Please update the letter on health care sustainability by restating the part that opens with the words containing "More important, the" and closes with "a larger problem.", with "waiting lists" changed to "wait times".

**Source passage:**
------------

Morris Barer and colleagues1 set out to “ascertain whether there is more than just rhetoric” behind claims that the Canadian health care system is unsustainable. Although their interpretation does not specifically confront this stated objective, they imply that the system is sustainable. I do not believe their data support this conclusion.
The authors' statement that “the combined effects of population growth, aging and general inflation . . . were virtually identical to the overall increase in physician expenditures”1 is misleading. Physician fees declined by 9.4% in real terms during the years studied,1 and fees were the only inflation-sensitive measure of the study. The increase in expenditures was therefore not an “effect” of inflation; rather, the effects of increased utilization were compensated for by the decline in real value of physician fees. Putting aside the important issue of whether this situation is equitable, it clearly is not sustainable: physician fees cannot decline in real terms indefinitely.
More important, the authors' data do not penetrate the effects of financial restraint on quality of care, a fact that they themselves point out.1 But this issue is the very crux of the perceived health care crisis. What happened to waiting lists for referrals, surgery and diagnostic tests? How were health outcomes affected? Is it appropriate to assume that age- and population-adjusted fee expenditures should remain the same (in real dollars) over this time period? Moreover, physician fees account for only 24% of health care spending in British Columbia;2 if there is a funding crisis, physician fees are only a small part of a larger problem.
A sustainable system must both control costs and provide appropriate health care. Barer and colleagues establish that the government of British Columbia controlled costs, but they do not establish that it did so in a sustainable manner.
Mark Fruitman Radiologist St. Joseph's Health Centre Toronto, Ont.

------------

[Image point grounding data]
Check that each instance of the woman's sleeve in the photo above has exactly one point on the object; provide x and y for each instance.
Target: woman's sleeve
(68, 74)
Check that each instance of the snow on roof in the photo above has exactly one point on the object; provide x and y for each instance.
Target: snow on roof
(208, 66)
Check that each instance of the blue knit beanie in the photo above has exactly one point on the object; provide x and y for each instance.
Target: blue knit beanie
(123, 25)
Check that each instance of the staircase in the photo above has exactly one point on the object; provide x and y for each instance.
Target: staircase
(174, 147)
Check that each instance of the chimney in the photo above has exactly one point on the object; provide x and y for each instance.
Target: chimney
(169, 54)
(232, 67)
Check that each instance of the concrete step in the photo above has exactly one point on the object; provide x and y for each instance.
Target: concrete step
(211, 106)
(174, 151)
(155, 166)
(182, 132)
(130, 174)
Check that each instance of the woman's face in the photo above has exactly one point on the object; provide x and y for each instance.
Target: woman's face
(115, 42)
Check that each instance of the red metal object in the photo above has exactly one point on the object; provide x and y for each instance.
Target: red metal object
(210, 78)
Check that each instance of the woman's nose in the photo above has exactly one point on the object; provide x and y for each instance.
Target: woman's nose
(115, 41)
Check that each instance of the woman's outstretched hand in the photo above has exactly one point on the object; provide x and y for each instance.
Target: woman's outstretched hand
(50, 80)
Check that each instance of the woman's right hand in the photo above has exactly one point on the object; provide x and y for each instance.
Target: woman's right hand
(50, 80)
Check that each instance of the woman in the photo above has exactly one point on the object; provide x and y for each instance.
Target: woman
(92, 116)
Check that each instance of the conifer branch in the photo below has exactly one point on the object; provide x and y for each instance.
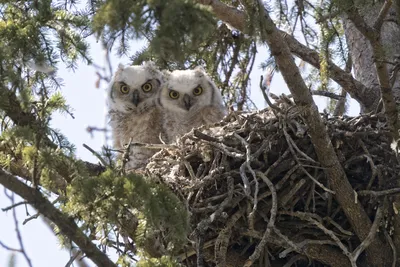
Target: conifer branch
(237, 19)
(66, 224)
(338, 181)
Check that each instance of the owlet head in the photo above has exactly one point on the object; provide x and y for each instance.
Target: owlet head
(189, 91)
(135, 88)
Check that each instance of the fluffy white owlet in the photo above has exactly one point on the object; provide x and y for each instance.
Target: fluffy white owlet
(134, 112)
(190, 99)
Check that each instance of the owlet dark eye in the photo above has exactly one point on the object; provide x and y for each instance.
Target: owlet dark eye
(198, 90)
(124, 89)
(147, 87)
(173, 94)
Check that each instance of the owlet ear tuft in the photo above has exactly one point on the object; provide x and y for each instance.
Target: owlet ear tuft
(151, 67)
(166, 74)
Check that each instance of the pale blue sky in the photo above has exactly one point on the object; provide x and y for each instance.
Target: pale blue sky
(88, 105)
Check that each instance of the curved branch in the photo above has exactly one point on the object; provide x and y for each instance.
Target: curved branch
(237, 19)
(66, 224)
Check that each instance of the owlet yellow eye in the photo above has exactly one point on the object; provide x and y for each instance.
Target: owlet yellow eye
(173, 94)
(124, 89)
(198, 90)
(147, 87)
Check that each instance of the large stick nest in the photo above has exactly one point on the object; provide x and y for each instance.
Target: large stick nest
(257, 193)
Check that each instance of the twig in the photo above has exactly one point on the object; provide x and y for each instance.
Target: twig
(323, 93)
(271, 223)
(367, 241)
(379, 193)
(275, 108)
(96, 154)
(66, 225)
(14, 205)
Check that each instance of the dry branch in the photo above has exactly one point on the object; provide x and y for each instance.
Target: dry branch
(66, 225)
(242, 229)
(237, 19)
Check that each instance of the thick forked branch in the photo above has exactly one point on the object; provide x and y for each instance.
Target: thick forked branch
(237, 19)
(66, 225)
(319, 136)
(373, 36)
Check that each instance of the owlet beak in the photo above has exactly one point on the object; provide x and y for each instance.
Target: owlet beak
(187, 101)
(135, 97)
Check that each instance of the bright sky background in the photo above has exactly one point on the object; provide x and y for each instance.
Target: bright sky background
(88, 104)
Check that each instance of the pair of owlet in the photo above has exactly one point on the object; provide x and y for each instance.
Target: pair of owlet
(147, 106)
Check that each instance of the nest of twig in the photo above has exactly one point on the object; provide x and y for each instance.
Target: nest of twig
(257, 193)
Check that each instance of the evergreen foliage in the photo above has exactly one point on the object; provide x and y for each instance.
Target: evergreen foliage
(106, 203)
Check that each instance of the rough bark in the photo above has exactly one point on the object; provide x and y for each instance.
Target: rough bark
(322, 144)
(354, 87)
(362, 51)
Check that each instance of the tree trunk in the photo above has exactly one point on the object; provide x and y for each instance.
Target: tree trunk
(362, 54)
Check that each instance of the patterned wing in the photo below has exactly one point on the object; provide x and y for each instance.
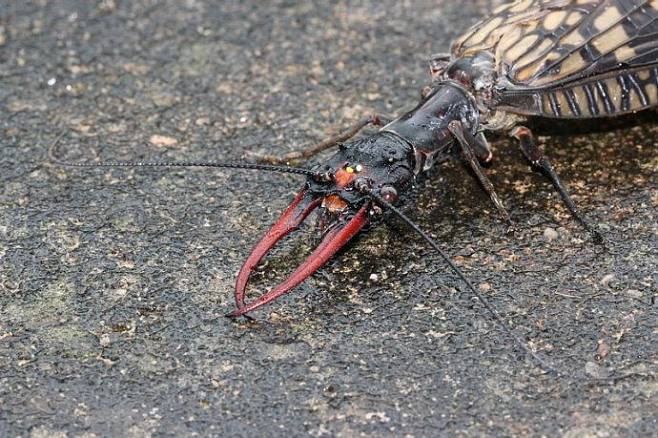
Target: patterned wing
(544, 43)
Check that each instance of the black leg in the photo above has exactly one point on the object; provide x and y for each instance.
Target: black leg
(537, 159)
(438, 63)
(334, 140)
(468, 147)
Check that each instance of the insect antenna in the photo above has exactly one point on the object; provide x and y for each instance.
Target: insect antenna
(484, 301)
(220, 164)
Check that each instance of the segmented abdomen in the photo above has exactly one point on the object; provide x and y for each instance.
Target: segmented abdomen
(624, 92)
(570, 58)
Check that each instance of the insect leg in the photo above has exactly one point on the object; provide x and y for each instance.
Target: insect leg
(469, 146)
(438, 63)
(537, 159)
(334, 140)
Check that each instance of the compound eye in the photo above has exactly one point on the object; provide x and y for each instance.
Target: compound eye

------------

**Output of the exercise:**
More important, the authors' data do not penetrate the effects of financial restraint on quality of care, a fact that they themselves point out.1 But this issue is the very crux of the perceived health care crisis. What happened to wait times for referrals, surgery and diagnostic tests? How were health outcomes affected? Is it appropriate to assume that age- and population-adjusted fee expenditures should remain the same (in real dollars) over this time period? Moreover, physician fees account for only 24% of health care spending in British Columbia;2 if there is a funding crisis, physician fees are only a small part of a larger problem.